Stated task 1 – Show each line of the entries that contains the string "cloud", copying every such line in full.
## begin Passage given
Re: setTimeRange for HBase Increment

Posted by Jameson Lopp <ja...@bronto.com>.
Thanks, that makes sense. Unfortunately, it sounds like this feature is 
unable to solve my particular problem...
--
Jameson Lopp
Software Engineer
Bronto Software, Inc

On 10/04/2011 01:36 PM, Gary Helmling wrote:
> Jameson,
>
> The TimeRange you set on the Increment is used in looking up the previous
> value that you'll be incrementing.  It's not stored with the incremented
> value as a data "lifetime" or anything.  If a previously stored value is
> found within the given time range, it will be incremented.  If no value is
> found within that range, a new value is stored with using the value from
> your Increment.
>
> As other have already covered, if you're looking for auto-cleanup of data
> you would set a TTL on the column family.
>
> So let me tweak your scenario a bit to explain how it might work:
>
> 0) Say you have a previous value on column "c1" of 2, last incremented 31
> days ago
>
> 1) You perform an increment on "c1" with a value of 1, minStamp = now - 30
> days, maxStamp = now
>
> 2) There is now a new version of "c1", with value=1, timestamp=now.  The
> previous version, with value=2, timestamp=now - 31 days, still exists and
> may be automatically cleaned up, subject to your settings for max versions
> and TTL.  So you would have:
>
> c1:
>    - v2: ts=now, value=1
>    - v1: ts=now-31days, value=2
>
> 3) Reading the current value of "c1" will return 1
>
> 4a) If you repeat step #1 in 31 days from now, you would wind up with a
> third version of "c1", again with value=1:
>
> c1:
>    - v3: ts=now, value=1
>    - v2: ts=now-31days, value=1
>    - v1: ts=now-62days, value=2
>
> 4b) If you instead repeat step #1 31 days from now, but using minStamp=now -
> 60 days, maxStamp=now, then you would be incrementing the existing "v2" of
> "c1", since it falls within the time range:
>
> c1:
>    - v2: ts=now, value=2
>    - v1: ts=now-62days, value=2
>
>
> I hope this clarifies things.
## end Passage given
## begin Dataset extract
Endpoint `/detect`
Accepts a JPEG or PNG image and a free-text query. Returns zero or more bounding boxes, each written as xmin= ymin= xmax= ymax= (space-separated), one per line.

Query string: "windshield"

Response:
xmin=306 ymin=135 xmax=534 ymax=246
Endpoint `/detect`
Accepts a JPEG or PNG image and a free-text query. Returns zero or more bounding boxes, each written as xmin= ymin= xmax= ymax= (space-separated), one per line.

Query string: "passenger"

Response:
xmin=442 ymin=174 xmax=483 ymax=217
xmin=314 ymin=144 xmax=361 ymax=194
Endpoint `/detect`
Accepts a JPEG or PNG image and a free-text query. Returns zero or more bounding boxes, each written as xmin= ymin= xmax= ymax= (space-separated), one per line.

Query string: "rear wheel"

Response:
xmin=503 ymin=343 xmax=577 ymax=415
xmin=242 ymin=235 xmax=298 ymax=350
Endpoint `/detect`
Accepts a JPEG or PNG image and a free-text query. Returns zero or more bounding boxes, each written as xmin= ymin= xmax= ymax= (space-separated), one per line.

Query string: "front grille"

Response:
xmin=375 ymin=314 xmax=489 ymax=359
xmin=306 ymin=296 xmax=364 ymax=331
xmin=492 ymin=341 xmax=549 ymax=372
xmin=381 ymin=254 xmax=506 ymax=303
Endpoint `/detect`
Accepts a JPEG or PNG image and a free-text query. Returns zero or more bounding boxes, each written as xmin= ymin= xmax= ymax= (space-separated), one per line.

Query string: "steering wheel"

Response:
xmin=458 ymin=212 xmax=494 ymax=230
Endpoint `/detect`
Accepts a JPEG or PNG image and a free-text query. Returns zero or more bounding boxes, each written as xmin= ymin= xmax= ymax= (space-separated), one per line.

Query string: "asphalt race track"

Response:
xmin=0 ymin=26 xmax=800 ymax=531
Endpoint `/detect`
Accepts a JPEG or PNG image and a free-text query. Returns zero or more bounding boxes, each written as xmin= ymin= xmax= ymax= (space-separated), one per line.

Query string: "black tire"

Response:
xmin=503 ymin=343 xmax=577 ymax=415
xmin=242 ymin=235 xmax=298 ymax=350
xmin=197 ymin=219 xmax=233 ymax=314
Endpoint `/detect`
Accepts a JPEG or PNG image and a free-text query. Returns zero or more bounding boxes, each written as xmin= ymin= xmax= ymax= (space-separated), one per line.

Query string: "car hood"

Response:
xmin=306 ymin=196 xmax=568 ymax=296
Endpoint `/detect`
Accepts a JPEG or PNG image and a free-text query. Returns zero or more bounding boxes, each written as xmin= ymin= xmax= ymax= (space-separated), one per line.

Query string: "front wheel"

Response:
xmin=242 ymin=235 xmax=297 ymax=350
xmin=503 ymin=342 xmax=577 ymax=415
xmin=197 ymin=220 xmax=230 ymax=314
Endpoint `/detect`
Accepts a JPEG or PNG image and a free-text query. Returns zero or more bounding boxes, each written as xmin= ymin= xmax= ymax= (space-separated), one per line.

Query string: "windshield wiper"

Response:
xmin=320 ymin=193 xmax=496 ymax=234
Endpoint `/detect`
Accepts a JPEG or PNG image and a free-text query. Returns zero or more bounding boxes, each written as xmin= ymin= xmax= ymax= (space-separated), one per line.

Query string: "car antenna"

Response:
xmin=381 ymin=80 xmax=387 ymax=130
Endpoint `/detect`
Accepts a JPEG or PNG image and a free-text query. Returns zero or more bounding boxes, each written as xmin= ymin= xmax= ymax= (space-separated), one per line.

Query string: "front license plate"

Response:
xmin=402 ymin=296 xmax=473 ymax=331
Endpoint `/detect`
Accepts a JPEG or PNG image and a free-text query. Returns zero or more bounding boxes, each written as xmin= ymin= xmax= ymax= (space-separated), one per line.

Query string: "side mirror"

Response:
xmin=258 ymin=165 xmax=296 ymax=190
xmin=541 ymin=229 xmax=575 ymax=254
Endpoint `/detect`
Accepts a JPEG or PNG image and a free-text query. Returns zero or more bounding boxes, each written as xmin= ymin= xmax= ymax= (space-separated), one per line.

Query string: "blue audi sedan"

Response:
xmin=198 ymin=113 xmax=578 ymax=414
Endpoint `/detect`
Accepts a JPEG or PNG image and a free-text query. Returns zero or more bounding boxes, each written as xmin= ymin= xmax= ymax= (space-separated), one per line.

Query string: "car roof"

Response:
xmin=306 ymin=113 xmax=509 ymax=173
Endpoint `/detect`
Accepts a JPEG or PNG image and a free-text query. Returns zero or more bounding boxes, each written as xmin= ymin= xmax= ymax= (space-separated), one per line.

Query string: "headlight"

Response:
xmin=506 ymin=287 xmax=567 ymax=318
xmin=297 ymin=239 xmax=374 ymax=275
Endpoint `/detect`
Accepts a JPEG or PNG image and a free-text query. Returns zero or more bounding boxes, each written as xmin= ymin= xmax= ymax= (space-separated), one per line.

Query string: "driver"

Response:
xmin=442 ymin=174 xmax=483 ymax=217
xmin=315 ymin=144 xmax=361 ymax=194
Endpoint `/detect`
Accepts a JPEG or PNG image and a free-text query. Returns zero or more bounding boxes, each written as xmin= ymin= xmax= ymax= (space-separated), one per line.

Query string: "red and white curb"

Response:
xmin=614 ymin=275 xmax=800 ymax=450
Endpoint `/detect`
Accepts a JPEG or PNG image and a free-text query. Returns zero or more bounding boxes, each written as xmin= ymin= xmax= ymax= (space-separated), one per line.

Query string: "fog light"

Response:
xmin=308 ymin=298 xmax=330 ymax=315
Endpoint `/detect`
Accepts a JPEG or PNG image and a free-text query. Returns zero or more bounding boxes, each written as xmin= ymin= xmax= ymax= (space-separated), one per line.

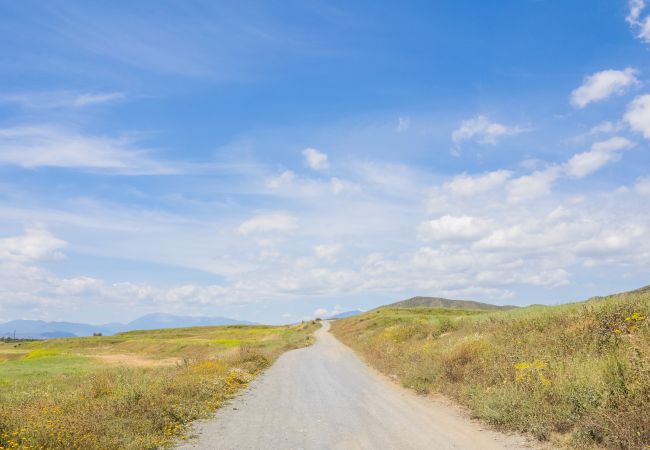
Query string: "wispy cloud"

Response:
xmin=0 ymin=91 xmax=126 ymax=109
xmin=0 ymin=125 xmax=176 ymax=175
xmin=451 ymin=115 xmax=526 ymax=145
## end Dataset extract
## begin Dataset extract
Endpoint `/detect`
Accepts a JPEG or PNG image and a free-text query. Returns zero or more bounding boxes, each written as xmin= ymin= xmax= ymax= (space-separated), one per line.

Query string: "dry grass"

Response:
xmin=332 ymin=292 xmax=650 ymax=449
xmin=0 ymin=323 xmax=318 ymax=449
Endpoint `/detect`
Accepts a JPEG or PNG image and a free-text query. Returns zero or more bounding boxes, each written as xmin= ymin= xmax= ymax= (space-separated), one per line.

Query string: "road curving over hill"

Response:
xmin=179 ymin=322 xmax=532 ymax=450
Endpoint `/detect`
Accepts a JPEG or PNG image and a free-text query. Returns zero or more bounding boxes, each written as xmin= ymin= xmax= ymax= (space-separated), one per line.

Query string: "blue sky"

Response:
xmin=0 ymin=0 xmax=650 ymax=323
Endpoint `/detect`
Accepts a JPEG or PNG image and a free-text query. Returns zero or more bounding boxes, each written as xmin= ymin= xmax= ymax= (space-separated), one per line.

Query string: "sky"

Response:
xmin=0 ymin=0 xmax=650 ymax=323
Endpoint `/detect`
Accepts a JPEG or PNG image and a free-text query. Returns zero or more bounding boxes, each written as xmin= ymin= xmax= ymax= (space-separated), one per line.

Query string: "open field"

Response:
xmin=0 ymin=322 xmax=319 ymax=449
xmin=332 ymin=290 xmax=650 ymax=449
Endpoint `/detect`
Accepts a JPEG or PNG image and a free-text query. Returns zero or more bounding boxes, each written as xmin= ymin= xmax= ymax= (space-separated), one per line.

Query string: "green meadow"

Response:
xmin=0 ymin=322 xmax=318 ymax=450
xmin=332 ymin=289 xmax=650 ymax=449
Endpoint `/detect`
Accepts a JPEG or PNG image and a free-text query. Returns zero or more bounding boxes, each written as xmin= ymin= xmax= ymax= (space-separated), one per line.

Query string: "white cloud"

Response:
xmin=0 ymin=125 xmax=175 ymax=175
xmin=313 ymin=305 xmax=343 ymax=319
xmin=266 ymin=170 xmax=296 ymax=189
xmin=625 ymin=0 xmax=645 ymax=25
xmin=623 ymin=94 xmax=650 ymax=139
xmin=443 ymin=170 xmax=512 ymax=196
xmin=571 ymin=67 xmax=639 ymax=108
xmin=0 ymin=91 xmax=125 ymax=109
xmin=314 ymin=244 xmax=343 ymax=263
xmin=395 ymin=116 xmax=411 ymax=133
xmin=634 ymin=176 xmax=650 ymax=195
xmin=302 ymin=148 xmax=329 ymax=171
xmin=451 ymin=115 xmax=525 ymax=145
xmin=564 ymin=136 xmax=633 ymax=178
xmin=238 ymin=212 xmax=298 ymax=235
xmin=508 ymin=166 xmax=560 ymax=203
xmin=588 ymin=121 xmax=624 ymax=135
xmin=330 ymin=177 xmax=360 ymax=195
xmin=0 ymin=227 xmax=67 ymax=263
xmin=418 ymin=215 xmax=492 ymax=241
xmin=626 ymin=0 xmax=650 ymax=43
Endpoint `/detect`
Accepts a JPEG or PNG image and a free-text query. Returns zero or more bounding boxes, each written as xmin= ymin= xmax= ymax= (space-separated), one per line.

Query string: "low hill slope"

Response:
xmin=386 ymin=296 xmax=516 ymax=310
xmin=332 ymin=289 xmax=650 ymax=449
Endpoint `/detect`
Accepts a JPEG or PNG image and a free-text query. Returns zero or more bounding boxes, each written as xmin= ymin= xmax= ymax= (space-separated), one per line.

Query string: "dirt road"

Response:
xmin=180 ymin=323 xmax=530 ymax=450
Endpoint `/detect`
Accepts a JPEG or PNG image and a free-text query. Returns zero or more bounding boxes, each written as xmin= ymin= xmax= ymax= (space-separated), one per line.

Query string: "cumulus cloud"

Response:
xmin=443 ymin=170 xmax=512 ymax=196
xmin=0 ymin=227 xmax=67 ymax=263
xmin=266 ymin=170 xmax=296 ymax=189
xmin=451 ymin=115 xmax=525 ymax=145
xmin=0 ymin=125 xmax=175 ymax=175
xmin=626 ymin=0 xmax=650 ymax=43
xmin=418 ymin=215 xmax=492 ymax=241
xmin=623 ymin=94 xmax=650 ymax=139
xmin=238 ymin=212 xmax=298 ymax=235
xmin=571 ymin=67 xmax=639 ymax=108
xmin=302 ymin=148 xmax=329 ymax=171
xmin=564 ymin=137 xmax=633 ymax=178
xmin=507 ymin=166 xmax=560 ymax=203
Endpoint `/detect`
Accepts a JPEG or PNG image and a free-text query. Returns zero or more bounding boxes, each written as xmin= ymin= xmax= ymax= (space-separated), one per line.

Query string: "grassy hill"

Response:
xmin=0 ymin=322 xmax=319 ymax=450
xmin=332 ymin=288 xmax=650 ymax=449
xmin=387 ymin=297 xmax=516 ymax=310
## end Dataset extract
## begin Dataset extract
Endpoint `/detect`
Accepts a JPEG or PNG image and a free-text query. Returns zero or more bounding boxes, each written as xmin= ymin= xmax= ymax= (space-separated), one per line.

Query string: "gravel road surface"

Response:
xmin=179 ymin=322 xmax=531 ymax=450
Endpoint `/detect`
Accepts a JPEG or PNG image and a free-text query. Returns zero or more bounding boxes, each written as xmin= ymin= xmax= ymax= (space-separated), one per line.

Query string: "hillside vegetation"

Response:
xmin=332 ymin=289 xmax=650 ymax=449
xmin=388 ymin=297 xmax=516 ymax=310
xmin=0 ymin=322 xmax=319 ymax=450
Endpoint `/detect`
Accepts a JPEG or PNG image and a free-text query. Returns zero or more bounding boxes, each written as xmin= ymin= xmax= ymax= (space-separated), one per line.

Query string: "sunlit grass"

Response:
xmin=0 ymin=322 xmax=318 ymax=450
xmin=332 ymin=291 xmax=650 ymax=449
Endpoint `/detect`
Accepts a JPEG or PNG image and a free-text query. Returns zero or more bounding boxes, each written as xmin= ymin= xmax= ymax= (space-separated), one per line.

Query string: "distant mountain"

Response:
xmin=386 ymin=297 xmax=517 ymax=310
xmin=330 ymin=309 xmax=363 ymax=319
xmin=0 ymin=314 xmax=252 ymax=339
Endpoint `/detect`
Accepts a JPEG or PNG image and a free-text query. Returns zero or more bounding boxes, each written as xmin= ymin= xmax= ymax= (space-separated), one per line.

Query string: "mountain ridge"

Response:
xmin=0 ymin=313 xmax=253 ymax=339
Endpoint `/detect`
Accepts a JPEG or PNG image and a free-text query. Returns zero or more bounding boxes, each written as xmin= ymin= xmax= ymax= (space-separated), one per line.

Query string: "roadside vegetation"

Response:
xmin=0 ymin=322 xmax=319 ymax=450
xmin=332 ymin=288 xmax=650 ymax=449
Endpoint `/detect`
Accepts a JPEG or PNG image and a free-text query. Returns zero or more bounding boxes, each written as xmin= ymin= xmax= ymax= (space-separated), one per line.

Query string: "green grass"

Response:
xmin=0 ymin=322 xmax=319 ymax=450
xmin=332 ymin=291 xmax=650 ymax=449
## end Dataset extract
Stated task 2 – In the HBase Increment reply, why does step 4b increment the existing "v2" of "c1" rather than store a new version? Please answer in one to three sentences.

Exercise result 1 –
Query string: "wispy cloud"
Query string: "white cloud"
Query string: "cumulus cloud"

Exercise result 2 – With minStamp=now - 60 days and maxStamp=now, "v2" falls within the given time range. The TimeRange on an Increment is used to look up the previous value, and a previously stored value found within that range is incremented. So "v2" becomes value=2 with ts=now instead of a third version being created.